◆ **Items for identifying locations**
%%
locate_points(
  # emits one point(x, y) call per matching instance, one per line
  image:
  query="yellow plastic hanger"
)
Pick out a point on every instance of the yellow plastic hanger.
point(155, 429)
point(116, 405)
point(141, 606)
%%
◆ **GOAL OF THE EXERCISE**
Quote the records above line for line, with no change to any character.

◆ **RESPONSE TO THE EXERCISE**
locate_points(
  # emits one point(x, y) call per matching instance, one per line
  image:
  query="yellow plastic hanger"
)
Pick out a point on every instance of the yellow plastic hanger.
point(155, 429)
point(116, 405)
point(141, 606)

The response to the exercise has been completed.